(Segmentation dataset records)
::::::::::
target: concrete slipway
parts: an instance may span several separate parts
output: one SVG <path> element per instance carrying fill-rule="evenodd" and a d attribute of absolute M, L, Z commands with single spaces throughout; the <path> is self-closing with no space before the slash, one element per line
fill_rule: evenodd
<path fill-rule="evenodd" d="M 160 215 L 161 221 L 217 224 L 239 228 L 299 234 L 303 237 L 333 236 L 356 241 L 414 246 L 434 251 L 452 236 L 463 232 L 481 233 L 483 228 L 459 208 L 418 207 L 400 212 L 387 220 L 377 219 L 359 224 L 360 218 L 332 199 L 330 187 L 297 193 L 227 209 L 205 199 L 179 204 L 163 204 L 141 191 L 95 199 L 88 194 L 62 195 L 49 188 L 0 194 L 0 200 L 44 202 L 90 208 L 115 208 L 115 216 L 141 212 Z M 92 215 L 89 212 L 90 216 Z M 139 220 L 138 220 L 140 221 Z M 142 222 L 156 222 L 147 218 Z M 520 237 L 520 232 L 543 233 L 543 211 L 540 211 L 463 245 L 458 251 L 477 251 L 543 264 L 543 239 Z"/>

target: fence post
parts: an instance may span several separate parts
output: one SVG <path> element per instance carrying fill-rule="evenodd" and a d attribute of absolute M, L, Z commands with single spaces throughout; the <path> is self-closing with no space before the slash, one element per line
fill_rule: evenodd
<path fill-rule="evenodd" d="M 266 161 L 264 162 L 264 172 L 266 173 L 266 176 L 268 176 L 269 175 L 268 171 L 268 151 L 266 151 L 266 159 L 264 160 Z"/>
::::::::::
The task: Put every line of the data above into a JSON list of strings, one string per line, and leave out the blank lines.

Full response:
[
  "target: concrete slipway",
  "parts: an instance may span several separate parts",
  "output: one SVG <path> element per instance carrying fill-rule=\"evenodd\" and a d attribute of absolute M, L, Z commands with single spaces throughout; the <path> is self-closing with no space before the slash, one element per line",
  "fill_rule: evenodd",
  "<path fill-rule=\"evenodd\" d=\"M 160 215 L 161 221 L 217 224 L 239 228 L 299 234 L 303 237 L 333 236 L 356 241 L 414 246 L 434 251 L 452 236 L 463 232 L 481 233 L 483 228 L 459 208 L 418 207 L 400 212 L 387 220 L 377 219 L 359 224 L 360 218 L 332 199 L 330 187 L 297 193 L 227 209 L 205 199 L 179 204 L 163 204 L 141 191 L 95 199 L 88 194 L 62 195 L 49 188 L 0 194 L 0 200 L 44 202 L 90 208 L 115 208 L 115 216 L 141 212 Z M 92 215 L 89 212 L 90 216 Z M 139 220 L 138 220 L 140 221 Z M 142 222 L 156 222 L 147 218 Z M 520 237 L 520 232 L 543 233 L 543 211 L 540 211 L 463 245 L 458 251 L 477 251 L 543 264 L 543 239 Z\"/>",
  "target: fence post",
  "parts: an instance may span several separate parts",
  "output: one SVG <path> element per instance carrying fill-rule=\"evenodd\" and a d attribute of absolute M, L, Z commands with single spaces throughout; the <path> is self-closing with no space before the slash, one element per line",
  "fill_rule: evenodd",
  "<path fill-rule=\"evenodd\" d=\"M 266 161 L 264 162 L 264 172 L 266 173 L 266 176 L 268 176 L 269 175 L 268 171 L 268 151 L 266 151 L 266 159 L 264 160 Z\"/>"
]